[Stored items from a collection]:
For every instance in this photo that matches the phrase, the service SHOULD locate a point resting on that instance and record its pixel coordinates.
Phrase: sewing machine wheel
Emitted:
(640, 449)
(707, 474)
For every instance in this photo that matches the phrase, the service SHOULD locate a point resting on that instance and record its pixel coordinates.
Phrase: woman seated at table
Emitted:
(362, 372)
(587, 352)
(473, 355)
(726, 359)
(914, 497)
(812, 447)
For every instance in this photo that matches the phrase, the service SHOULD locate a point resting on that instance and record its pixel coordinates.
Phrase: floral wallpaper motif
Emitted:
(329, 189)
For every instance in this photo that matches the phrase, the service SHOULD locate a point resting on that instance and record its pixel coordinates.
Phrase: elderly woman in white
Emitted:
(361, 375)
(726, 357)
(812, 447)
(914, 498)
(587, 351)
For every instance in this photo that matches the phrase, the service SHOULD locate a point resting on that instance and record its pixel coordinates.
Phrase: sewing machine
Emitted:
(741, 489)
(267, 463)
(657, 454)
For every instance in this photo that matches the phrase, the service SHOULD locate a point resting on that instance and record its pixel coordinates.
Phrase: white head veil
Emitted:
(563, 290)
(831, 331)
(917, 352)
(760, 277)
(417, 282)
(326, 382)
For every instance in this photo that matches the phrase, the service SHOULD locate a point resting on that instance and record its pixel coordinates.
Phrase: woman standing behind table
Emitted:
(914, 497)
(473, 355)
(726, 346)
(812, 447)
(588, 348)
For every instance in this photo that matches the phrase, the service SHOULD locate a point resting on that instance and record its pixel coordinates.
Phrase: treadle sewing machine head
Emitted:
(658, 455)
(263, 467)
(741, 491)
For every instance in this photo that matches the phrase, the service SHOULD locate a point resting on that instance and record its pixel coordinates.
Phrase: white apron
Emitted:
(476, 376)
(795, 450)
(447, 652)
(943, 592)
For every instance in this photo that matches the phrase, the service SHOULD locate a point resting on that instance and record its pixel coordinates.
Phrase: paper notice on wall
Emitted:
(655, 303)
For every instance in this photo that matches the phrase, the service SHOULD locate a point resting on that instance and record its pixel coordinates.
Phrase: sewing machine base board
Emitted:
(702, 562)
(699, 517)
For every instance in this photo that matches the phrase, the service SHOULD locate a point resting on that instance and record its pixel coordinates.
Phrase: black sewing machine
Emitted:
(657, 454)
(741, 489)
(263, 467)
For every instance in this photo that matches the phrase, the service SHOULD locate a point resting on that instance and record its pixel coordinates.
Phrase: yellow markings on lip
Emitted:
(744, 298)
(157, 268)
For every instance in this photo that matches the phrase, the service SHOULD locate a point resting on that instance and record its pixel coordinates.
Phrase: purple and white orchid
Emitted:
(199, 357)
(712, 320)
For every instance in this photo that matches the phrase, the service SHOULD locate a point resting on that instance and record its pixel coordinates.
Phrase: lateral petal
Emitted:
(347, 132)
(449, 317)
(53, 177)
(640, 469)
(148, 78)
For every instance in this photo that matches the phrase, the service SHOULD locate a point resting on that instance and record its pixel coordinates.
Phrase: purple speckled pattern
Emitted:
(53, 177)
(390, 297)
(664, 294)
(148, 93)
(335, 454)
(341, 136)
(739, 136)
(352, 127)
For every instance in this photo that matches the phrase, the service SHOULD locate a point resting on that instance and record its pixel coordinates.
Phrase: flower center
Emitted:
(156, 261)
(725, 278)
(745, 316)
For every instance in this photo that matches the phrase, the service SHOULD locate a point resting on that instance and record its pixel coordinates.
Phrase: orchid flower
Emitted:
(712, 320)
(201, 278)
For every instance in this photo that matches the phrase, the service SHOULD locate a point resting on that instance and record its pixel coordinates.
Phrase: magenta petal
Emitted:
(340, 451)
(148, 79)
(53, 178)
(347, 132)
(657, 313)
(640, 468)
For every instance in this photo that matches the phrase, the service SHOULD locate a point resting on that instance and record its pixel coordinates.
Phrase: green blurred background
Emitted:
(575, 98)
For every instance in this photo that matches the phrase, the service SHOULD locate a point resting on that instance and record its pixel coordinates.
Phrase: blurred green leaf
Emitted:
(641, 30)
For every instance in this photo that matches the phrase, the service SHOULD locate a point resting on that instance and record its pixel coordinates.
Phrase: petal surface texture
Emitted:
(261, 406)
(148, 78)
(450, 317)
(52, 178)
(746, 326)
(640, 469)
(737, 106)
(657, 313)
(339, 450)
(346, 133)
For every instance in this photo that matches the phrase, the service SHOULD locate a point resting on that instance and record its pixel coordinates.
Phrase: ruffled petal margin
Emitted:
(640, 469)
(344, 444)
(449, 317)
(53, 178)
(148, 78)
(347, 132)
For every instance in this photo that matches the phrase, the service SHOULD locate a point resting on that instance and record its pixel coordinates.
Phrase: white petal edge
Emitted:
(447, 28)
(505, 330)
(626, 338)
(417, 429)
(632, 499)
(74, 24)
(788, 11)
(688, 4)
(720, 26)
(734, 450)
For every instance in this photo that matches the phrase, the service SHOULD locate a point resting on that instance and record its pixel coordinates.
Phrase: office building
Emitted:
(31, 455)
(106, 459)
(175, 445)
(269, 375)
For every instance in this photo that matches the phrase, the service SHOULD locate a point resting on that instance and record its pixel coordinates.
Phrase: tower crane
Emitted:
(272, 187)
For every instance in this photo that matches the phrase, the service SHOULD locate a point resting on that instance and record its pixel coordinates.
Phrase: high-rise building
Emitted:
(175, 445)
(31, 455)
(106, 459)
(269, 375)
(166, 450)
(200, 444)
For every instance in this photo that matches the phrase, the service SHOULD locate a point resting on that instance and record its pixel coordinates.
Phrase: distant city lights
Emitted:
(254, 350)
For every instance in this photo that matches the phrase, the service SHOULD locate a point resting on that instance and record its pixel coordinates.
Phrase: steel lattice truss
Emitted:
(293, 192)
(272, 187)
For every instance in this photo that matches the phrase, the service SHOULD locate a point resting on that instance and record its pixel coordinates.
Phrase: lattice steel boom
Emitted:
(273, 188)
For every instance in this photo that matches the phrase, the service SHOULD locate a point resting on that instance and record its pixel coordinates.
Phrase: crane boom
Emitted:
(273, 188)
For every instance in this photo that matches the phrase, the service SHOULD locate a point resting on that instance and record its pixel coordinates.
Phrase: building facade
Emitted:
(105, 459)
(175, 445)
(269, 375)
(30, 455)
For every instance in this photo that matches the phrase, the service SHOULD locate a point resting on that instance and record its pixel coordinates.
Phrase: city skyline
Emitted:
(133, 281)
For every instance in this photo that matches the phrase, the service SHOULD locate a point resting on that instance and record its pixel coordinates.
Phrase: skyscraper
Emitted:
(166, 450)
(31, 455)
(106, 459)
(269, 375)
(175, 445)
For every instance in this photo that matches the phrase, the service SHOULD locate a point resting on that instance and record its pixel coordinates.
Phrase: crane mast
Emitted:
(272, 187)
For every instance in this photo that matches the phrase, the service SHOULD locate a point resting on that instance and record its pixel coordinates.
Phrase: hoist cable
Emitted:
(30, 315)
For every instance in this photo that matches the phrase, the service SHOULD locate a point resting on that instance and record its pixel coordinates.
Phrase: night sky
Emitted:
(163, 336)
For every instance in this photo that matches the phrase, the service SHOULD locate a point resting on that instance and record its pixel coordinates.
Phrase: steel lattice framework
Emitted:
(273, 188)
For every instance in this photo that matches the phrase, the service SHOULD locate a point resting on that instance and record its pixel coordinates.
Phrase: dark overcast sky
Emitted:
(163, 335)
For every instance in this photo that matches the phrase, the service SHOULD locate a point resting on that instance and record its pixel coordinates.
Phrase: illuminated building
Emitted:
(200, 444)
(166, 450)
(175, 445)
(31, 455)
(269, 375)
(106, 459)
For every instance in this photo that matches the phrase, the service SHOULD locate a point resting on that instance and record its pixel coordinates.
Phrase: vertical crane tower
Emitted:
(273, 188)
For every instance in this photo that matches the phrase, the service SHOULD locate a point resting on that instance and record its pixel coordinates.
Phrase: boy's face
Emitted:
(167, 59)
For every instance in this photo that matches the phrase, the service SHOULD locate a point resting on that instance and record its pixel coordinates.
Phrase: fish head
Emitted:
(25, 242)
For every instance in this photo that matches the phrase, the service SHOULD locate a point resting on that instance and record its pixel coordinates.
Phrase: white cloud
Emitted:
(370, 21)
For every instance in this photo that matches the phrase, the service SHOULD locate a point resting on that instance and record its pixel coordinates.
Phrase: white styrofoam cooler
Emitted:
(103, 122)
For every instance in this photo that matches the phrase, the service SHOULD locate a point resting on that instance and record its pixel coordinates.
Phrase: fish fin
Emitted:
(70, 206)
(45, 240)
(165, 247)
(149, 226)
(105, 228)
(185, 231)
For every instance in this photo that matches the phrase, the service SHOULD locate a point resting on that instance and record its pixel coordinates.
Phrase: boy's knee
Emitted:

[Activity]: Among the entries above, the line containing "Phrase: sewing machine wheel", the line containing "Phrase: white head veil", and all lines between them are to be restated word for word; nothing else belongs in the reply.

[Result for this task]:
Phrase: sewing machine wheel
Emitted:
(640, 449)
(707, 474)
For every instance in this photo that matches the phrase, the service SHOULD locate a point resting on that instance and record its pixel coordinates.
Phrase: woman seated at table
Emitted:
(362, 372)
(587, 352)
(473, 355)
(726, 359)
(914, 497)
(812, 447)
For every instance in this photo that matches the phrase, the service SHOULD locate a point resting on that instance and record its pixel coordinates.
Phrase: floral wallpaper motif
Emitted:
(329, 189)
For every instance in this photo that matches the phrase, the service SHOULD locate a point resting on that instance and record its pixel coordinates.
Phrase: elderly woman in white
Emitted:
(361, 375)
(726, 357)
(812, 447)
(914, 498)
(587, 351)
For every instance in this photo that matches the phrase, the service SHOULD locate a point resting on that instance and record its pixel coordinates.
Phrase: sewing machine
Emitted:
(741, 489)
(267, 463)
(657, 454)
For every instance in this photo that matches the phrase, the service SHOULD locate a point resting on that instance and record its pixel coordinates.
Phrase: white head veil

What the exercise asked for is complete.